--- WORK TO COMPLETE ---
Copy out exactly every line from the line containing "Find the fringe" until the records below end, inclusive of both boundary lines.
....
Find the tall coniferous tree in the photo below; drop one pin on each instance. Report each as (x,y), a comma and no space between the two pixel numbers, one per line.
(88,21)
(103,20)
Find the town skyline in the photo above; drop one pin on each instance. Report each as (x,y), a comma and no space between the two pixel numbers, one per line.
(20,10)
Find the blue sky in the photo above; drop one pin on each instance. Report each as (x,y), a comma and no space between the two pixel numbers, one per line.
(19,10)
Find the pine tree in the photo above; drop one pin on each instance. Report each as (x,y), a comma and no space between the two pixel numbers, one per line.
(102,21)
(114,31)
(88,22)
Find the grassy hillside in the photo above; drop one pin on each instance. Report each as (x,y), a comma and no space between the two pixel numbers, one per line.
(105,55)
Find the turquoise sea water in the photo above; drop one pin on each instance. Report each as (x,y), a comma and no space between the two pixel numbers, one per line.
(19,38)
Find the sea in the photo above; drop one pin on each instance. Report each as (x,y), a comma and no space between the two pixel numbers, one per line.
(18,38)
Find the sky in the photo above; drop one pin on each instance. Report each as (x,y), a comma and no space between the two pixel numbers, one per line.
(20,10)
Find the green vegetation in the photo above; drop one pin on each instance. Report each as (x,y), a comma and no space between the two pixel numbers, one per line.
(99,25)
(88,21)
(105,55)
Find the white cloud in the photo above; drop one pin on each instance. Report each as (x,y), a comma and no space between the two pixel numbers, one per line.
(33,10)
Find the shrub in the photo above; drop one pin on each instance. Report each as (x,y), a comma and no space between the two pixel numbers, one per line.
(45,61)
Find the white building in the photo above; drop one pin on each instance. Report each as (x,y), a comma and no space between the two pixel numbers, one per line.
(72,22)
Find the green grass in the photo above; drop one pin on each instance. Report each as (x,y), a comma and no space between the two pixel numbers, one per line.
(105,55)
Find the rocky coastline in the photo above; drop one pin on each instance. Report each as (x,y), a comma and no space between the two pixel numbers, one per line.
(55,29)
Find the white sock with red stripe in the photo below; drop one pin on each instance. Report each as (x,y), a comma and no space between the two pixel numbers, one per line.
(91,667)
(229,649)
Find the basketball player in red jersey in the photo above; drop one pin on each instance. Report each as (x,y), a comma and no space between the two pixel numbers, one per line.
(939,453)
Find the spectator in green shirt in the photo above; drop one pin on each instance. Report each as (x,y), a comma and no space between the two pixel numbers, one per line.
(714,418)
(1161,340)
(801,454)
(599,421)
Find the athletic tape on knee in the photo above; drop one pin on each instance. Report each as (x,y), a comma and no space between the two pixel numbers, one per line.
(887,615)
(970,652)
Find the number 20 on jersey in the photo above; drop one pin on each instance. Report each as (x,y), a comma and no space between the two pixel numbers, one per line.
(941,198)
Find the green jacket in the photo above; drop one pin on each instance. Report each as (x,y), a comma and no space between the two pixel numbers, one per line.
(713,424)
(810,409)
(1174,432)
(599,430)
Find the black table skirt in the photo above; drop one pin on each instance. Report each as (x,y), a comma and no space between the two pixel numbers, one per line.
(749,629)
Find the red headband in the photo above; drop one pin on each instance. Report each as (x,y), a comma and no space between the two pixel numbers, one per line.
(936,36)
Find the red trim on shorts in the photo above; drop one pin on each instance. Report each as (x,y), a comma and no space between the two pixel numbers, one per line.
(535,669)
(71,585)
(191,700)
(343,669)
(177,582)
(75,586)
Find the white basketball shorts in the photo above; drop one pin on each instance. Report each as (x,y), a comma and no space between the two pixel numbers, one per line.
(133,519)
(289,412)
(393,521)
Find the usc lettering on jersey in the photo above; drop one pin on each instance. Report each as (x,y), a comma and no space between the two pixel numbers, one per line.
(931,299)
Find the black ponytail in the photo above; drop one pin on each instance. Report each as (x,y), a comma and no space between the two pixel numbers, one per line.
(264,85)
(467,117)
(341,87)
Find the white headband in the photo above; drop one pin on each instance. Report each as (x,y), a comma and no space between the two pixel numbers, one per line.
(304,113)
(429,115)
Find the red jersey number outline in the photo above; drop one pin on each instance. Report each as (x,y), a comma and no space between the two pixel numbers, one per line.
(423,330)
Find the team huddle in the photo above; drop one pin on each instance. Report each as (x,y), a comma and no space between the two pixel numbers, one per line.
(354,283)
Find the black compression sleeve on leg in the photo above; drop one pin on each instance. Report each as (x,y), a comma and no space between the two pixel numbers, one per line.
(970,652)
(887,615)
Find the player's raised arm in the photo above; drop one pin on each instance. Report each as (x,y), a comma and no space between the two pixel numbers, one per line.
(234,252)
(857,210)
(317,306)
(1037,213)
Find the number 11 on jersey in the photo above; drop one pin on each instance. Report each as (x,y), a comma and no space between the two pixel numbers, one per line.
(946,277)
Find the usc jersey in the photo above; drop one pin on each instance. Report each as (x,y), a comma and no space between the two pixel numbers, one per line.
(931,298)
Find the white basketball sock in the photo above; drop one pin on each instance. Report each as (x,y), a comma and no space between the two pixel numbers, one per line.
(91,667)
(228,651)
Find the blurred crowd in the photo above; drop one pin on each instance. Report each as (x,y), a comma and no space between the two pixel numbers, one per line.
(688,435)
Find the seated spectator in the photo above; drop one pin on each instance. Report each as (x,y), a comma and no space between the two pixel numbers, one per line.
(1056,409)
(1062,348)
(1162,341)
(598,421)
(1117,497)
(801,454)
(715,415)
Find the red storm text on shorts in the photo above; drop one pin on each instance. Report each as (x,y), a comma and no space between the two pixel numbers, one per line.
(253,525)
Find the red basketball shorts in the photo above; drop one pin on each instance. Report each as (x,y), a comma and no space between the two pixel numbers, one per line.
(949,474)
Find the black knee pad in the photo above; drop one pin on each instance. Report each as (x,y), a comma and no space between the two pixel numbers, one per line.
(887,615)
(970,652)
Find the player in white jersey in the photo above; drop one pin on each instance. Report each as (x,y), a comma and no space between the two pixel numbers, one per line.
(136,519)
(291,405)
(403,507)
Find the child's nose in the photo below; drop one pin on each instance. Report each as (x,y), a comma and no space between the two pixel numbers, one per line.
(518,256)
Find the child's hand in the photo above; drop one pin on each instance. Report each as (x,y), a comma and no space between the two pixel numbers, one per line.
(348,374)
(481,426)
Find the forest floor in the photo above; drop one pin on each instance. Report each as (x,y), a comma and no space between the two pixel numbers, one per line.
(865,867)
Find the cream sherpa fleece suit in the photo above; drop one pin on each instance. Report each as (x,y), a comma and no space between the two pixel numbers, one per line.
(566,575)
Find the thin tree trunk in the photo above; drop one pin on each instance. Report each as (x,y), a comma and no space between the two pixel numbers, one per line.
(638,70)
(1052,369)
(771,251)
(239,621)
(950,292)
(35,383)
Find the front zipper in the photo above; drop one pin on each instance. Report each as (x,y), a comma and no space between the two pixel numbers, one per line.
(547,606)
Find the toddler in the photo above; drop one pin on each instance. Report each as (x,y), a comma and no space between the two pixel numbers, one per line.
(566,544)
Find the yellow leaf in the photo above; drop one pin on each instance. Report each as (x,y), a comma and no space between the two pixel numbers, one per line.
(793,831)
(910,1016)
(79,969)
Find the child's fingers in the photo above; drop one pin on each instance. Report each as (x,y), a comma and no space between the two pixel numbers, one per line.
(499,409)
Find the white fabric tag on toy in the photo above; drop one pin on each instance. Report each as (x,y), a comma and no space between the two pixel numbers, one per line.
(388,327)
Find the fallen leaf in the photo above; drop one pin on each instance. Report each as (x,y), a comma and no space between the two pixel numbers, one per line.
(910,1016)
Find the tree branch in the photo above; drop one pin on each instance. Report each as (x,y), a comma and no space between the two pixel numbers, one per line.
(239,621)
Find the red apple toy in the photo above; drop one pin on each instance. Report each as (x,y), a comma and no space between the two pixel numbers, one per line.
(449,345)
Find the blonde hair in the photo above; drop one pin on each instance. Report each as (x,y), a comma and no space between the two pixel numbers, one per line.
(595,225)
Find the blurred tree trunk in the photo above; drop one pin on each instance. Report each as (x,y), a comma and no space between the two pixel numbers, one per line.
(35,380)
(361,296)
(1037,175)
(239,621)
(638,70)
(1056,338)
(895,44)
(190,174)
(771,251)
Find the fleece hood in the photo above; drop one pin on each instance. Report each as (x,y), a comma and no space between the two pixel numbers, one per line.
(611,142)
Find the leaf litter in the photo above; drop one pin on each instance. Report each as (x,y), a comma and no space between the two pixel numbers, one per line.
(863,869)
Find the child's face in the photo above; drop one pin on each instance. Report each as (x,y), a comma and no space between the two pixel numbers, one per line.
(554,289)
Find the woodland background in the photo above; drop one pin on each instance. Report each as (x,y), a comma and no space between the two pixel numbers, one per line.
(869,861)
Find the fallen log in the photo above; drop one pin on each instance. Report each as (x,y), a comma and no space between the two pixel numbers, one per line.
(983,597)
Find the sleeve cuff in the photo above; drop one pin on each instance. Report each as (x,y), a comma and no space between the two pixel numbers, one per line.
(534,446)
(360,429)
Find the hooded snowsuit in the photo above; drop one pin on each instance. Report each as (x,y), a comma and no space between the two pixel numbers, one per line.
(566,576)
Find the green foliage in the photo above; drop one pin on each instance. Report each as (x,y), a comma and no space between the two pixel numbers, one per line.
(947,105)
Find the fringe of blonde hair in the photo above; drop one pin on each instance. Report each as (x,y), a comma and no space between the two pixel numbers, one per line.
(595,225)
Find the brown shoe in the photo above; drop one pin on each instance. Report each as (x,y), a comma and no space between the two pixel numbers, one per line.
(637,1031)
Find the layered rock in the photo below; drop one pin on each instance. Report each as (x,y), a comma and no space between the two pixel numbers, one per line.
....
--- ANSWER ---
Find the fringe of blonde hair in the photo above; drop one pin on each instance. Report each as (x,y), a comma and no space between the two pixel numbers, one per line.
(595,225)
Find the brown shoe in the photo above; drop one pin on each instance. Report each as (x,y), a comma and no space between the two pixel numbers, one per line.
(637,1031)
Find the layered rock in the photo below; drop one pin on each instance. Report each as (x,y), a comma and no space between the two pixel numbers, one per line.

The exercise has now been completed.